DATASET EXCERPTS section start

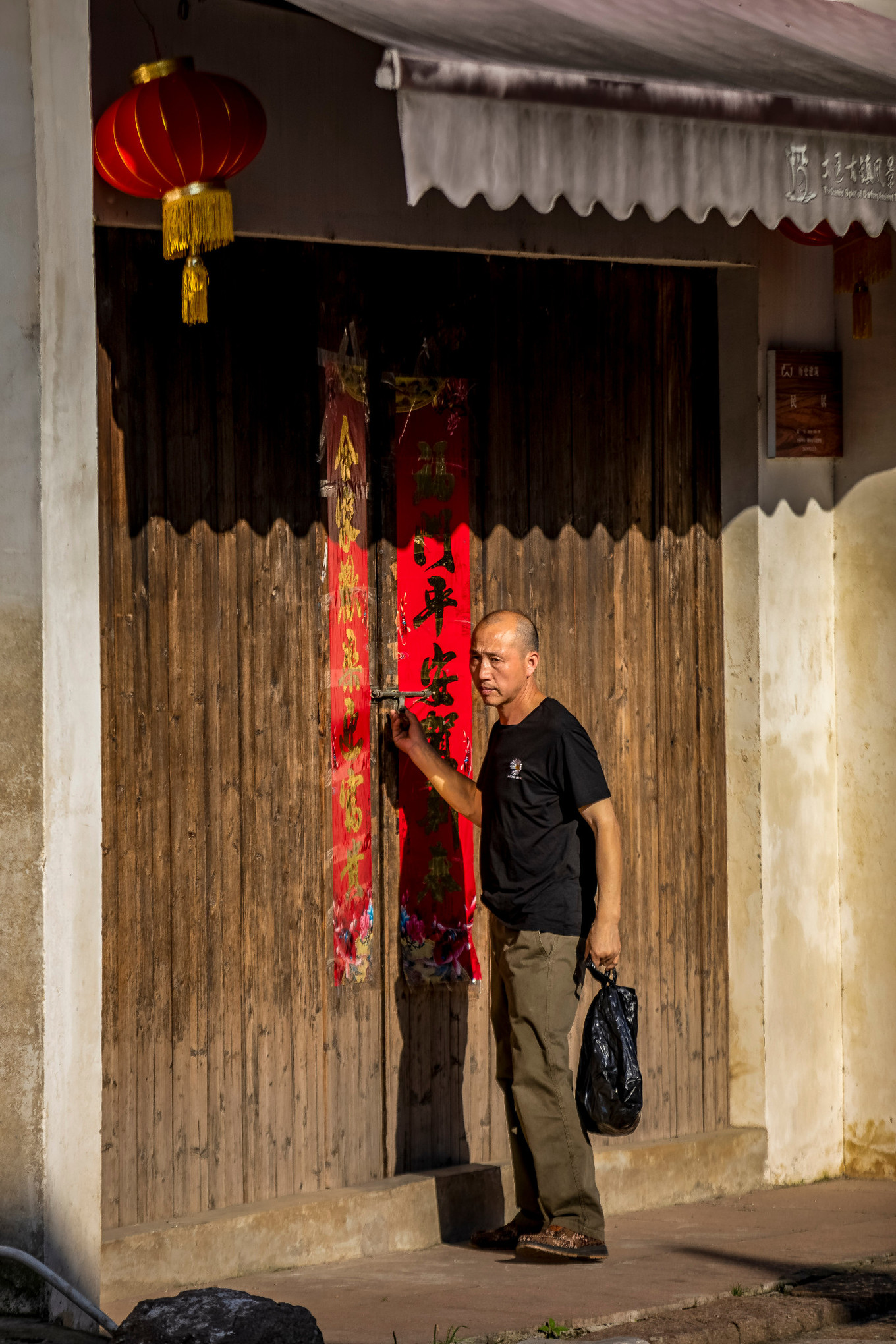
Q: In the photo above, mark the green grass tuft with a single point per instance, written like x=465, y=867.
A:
x=553, y=1331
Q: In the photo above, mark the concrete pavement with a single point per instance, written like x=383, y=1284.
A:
x=684, y=1254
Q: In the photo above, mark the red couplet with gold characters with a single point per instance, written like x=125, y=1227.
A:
x=433, y=487
x=346, y=487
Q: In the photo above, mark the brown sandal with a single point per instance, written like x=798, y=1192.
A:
x=497, y=1238
x=557, y=1242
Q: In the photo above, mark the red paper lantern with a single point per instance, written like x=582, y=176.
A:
x=177, y=136
x=858, y=261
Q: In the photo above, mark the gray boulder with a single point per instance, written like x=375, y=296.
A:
x=218, y=1316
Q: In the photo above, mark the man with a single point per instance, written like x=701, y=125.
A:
x=540, y=773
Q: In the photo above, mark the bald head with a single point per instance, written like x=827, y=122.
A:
x=504, y=658
x=526, y=634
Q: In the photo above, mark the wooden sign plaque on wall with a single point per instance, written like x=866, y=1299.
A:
x=805, y=404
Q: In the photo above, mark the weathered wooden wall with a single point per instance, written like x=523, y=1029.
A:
x=233, y=1069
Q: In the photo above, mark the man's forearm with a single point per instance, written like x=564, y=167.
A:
x=609, y=855
x=457, y=789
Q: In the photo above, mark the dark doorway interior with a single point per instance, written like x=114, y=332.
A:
x=233, y=1070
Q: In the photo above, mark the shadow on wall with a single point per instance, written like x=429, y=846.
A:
x=580, y=373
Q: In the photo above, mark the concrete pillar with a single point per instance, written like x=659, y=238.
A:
x=20, y=671
x=738, y=346
x=800, y=858
x=50, y=822
x=70, y=555
x=866, y=613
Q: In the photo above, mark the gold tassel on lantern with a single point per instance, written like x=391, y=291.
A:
x=196, y=217
x=862, y=261
x=862, y=312
x=194, y=293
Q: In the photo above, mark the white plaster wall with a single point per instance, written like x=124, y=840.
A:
x=20, y=681
x=866, y=603
x=70, y=554
x=800, y=860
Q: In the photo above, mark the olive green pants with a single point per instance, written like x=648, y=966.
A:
x=535, y=996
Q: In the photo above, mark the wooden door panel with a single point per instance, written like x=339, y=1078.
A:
x=233, y=1069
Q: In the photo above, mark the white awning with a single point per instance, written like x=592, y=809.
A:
x=785, y=108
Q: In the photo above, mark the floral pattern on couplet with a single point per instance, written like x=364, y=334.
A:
x=432, y=464
x=346, y=488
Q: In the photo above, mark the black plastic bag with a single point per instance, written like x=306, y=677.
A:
x=607, y=1089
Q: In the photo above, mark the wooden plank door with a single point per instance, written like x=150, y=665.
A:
x=233, y=1069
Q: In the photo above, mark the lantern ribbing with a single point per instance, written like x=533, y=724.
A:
x=175, y=136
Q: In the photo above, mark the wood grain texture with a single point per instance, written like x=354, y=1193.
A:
x=233, y=1069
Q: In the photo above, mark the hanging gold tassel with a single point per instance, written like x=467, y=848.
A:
x=862, y=312
x=199, y=215
x=194, y=292
x=858, y=257
x=862, y=261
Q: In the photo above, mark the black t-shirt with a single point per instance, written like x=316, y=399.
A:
x=535, y=777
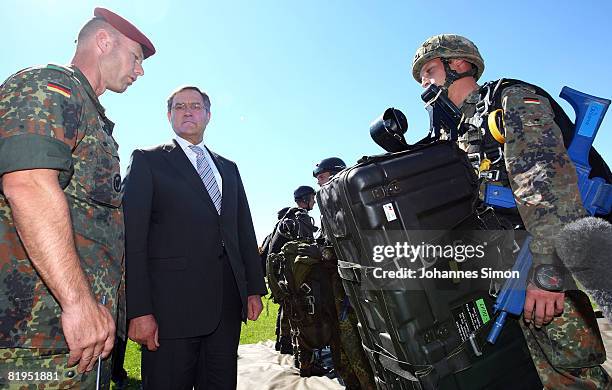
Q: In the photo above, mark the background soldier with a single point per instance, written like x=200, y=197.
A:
x=559, y=327
x=283, y=329
x=61, y=223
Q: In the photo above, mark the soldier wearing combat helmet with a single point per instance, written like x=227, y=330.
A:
x=528, y=155
x=61, y=222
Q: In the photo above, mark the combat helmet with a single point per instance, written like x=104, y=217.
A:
x=332, y=165
x=447, y=47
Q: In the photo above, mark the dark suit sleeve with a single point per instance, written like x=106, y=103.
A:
x=248, y=245
x=137, y=200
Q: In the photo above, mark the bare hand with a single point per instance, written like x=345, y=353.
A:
x=143, y=330
x=541, y=305
x=254, y=307
x=89, y=330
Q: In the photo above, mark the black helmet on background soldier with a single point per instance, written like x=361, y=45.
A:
x=332, y=165
x=302, y=193
x=448, y=47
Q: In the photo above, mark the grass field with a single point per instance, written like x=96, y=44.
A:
x=252, y=332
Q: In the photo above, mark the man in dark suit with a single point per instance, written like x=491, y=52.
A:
x=192, y=266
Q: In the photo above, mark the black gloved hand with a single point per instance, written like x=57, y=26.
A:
x=311, y=251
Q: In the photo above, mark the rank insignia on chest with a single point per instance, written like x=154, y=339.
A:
x=55, y=87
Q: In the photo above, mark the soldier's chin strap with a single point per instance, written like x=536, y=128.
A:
x=453, y=75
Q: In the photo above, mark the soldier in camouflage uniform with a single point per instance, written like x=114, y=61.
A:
x=559, y=327
x=61, y=223
x=353, y=365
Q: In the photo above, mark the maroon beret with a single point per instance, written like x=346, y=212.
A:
x=127, y=29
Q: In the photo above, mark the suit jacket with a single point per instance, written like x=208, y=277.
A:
x=176, y=241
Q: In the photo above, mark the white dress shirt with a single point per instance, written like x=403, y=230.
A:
x=192, y=156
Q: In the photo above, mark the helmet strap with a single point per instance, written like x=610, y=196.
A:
x=453, y=75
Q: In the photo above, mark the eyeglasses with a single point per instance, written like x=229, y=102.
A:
x=191, y=106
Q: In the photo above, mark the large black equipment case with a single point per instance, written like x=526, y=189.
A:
x=415, y=334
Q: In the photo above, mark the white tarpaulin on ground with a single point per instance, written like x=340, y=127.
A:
x=261, y=367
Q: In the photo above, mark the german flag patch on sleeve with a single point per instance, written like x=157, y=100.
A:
x=62, y=90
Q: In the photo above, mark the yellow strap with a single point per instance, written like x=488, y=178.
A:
x=493, y=125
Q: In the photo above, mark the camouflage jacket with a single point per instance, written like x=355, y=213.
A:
x=538, y=168
x=51, y=118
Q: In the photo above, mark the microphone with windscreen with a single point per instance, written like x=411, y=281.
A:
x=585, y=247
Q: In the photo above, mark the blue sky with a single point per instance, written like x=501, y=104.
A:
x=294, y=82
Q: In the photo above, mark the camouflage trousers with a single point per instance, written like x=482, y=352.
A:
x=569, y=351
x=356, y=368
x=37, y=368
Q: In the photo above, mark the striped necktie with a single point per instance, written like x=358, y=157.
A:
x=207, y=176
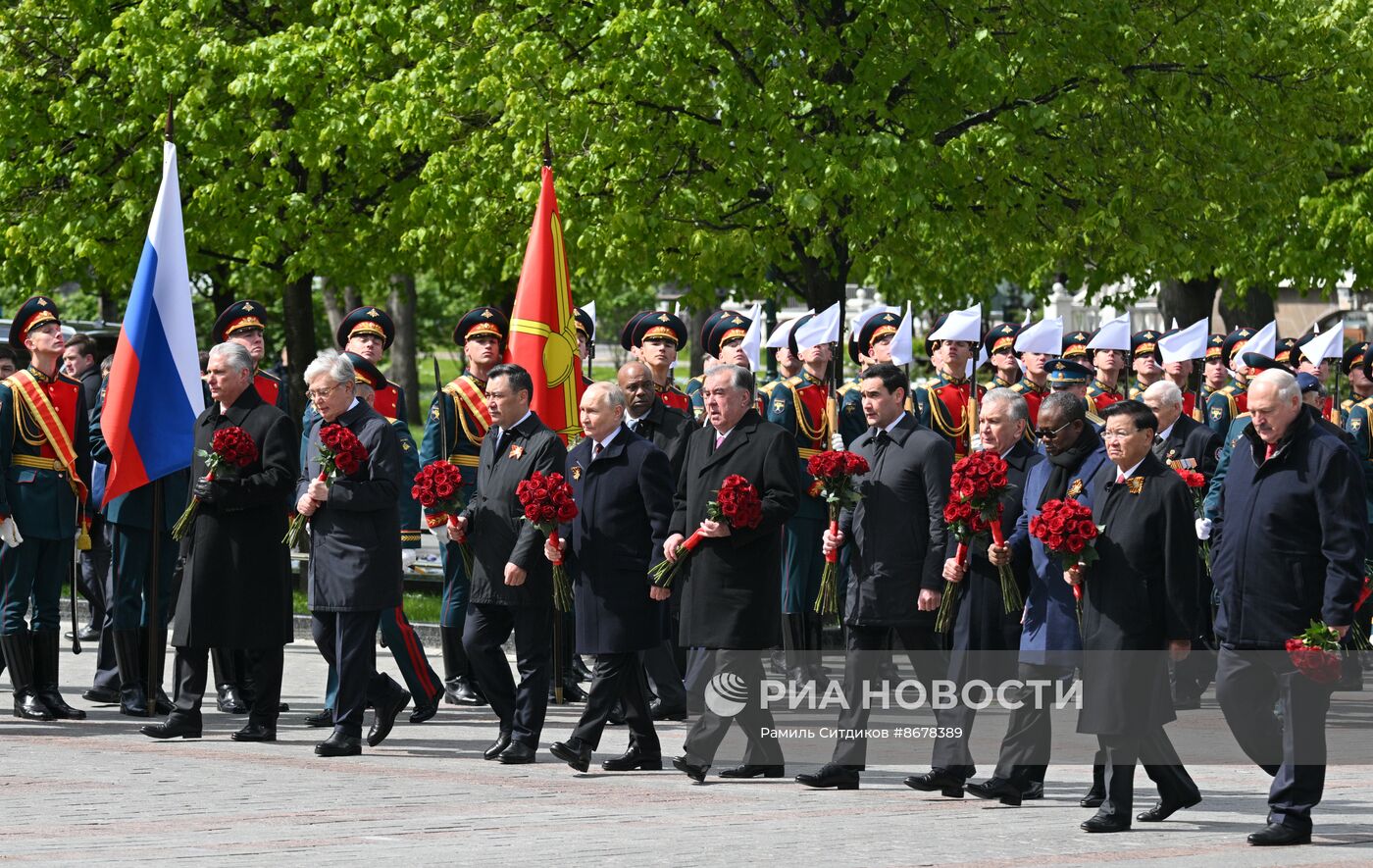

DATASET EXCERPTS section end

**YOUR TASK**
An exact retyping of the entries, without images, is the required answer.

**RESPONSE AREA**
Q: In the photo above, mark the green grass tuft with a single point per instance, written like x=465, y=867.
A:
x=553, y=1331
Q: In the photo above, mark the concrete pavement with a single point per instance, written like x=383, y=1284.
A:
x=684, y=1254
Q: In the photo above, mark the red couplet with gold characters with a single point per instance, written like x=125, y=1227.
A:
x=433, y=487
x=346, y=487
Q: In the photo above, mark the brown sandal with a single point per instance, written like x=798, y=1192.
A:
x=497, y=1238
x=557, y=1242
Q: In the photo above, mark the red paper lantern with a single point per instance, written like x=582, y=176.
A:
x=177, y=136
x=858, y=261
Q: In the photo above, mark the gray boulder with a single point per instance, written like x=375, y=296.
A:
x=218, y=1316
Q: In the photo above, mark the man with a single point per instance, written like x=701, y=125.
A:
x=540, y=773
Q: In the photo above, mark the bald head with a single point per instance, written like x=827, y=122.
A:
x=504, y=658
x=526, y=634
Q: In the photo above, mark the wooden sign plaque on wall with a single point per instance, written like x=866, y=1299.
A:
x=805, y=404
Q: In the photo above, mark the weathered wooden wall with a single point per instance, written like x=523, y=1029.
A:
x=233, y=1069
Q: In the photo above, mark the man's forearm with a single point per instance, written like x=564, y=167.
A:
x=609, y=855
x=457, y=789
Q: In the photo above, mark the dark doorway interior with a single point per instance, written like x=114, y=332.
A:
x=233, y=1070
Q: In the photo above, mark the shadow on wall with a single point per instance, written like x=429, y=846.
A:
x=580, y=373
Q: In the photo above, mark the concrete pillar with a single point per instance, written like x=659, y=238.
A:
x=20, y=671
x=738, y=346
x=800, y=858
x=50, y=822
x=70, y=555
x=866, y=613
Q: In the photo above, mark the gold tassel on lantern with a single point per instance, written like x=391, y=291.
A:
x=196, y=217
x=862, y=261
x=862, y=312
x=194, y=293
Q: In the photo above, mark the white plaster wall with a single point per instance, written like x=124, y=840.
A:
x=20, y=681
x=866, y=603
x=70, y=554
x=800, y=860
Q: In the photo above, mark the olive green pants with a single point per instance, written like x=648, y=966.
A:
x=535, y=996
Q: In the photo above, mark the wooden door panel with a single point per instance, written like x=339, y=1078.
A:
x=233, y=1069
Q: In the photo above, mark the white awning with a single point per instance, written like x=592, y=809.
A:
x=785, y=108
Q: In the photo above, mark the floral pattern on couplet with a single point per instance, written like x=364, y=334.
A:
x=432, y=464
x=346, y=488
Q: In the photo above, mark the black plastic bag with a single point per instance, written like x=306, y=677.
A:
x=607, y=1089
Q: In the photo above, mark the wooden plank door with a single point per instance, written like x=150, y=665.
A:
x=233, y=1069
Q: In the photo above, mark the lantern ribbing with a single point per instance, written like x=533, y=724.
A:
x=175, y=136
Q: In the photo above, mark the wood grain texture with a single point per instance, written like x=354, y=1193.
A:
x=233, y=1069
Q: In the photo above, mark the hanging gold tassel with a single point per instance, written like x=467, y=848.
A:
x=862, y=312
x=199, y=215
x=194, y=292
x=858, y=257
x=862, y=261
Q: In the photo above, mark the black t-shirt with a single point per instance, written like x=316, y=399.
A:
x=535, y=777
Q: In the photo above, mark the background soldier with a single point per instance, written like x=200, y=197.
A:
x=559, y=327
x=283, y=329
x=61, y=223
Q: In the photo above, mark the soldier wearing combat helmet with a single point per instance, written like x=227, y=330.
A:
x=528, y=155
x=61, y=222
Q: In the photo above, mark the combat helmet with a single point per instance, written like x=104, y=217.
A:
x=332, y=165
x=447, y=47
Q: In the photo above, mark the dark suit sleeve with a single point per instance, written like x=106, y=103.
A:
x=248, y=245
x=137, y=200
Q: In the photo above, mark the bare hand with a single point per instance, written like x=345, y=353.
A:
x=143, y=330
x=541, y=305
x=254, y=307
x=89, y=330
Q: In the photo above, mark the black helmet on background soldier with a single point per instance, written like x=361, y=45.
A:
x=332, y=165
x=302, y=193
x=448, y=47
Q: In the photo above, mark the grass field with a single point per instance, written like x=96, y=44.
A:
x=252, y=332
Q: In the photo above, mark the man in dark suit with a single point per instance, written like x=491, y=52.
A:
x=192, y=266
Q: In the photo above, mark the black gloved hand with a single point per instance, written like x=57, y=26.
A:
x=311, y=251
Q: In the photo above, mark the rank insignia on chest with a single point per instance, written like x=154, y=339.
A:
x=55, y=87
Q: In the photo above, mark the soldier's chin strap with a single point per instance, written like x=536, y=128.
A:
x=453, y=75
Q: In the photo above, mark the soldier in camouflage uniform with a single point per instance, written like x=114, y=61.
A:
x=559, y=327
x=61, y=223
x=353, y=365
Q: In the photo above, mark the maroon beret with a single point per instance, written like x=346, y=212.
A:
x=127, y=29
Q: In the photo above, mark the suit jacket with a single point per instance, written like x=208, y=277.
A:
x=176, y=241
Q: In the photo above, mark the white dress shirt with a single point per instance, written like x=403, y=230.
A:
x=192, y=156
Q: In the photo above, mark the helmet strap with a single point per instance, written like x=610, y=196.
A:
x=453, y=75
Q: In the photo above, mark the eyeglasses with a single point per instance, written like x=229, y=102.
A:
x=191, y=106
Q: In the photo above, mark the large black equipment case with a single point per instance, written like x=526, y=189.
A:
x=415, y=334
Q: In the photo above, mark the white tarpaulin on ground with a single point per instance, written like x=340, y=127.
A:
x=261, y=367
Q: In the photo above, mark the german flag patch on sleeve with a single point per instance, written like x=157, y=100.
A:
x=62, y=90
Q: In the photo above, mark the yellow strap with a single point per instance, written like x=488, y=178.
A:
x=493, y=125
Q: In the photo above, mark the camouflage jacket with a single point per instance, written like x=355, y=213.
A:
x=538, y=168
x=51, y=118
Q: In the photo above, mark the microphone with windscreen with a single point per instance, written like x=411, y=281.
A:
x=585, y=247
Q: In the photo above, mark the blue sky with a single point per instance, written like x=501, y=104.
A:
x=294, y=82
Q: In the photo above, mark the camouflage trousers with a single point per instance, written like x=482, y=352.
A:
x=569, y=351
x=356, y=368
x=37, y=368
Q: In the photo above, mark the striped necktie with a single point per instance, written like x=358, y=157.
A:
x=207, y=176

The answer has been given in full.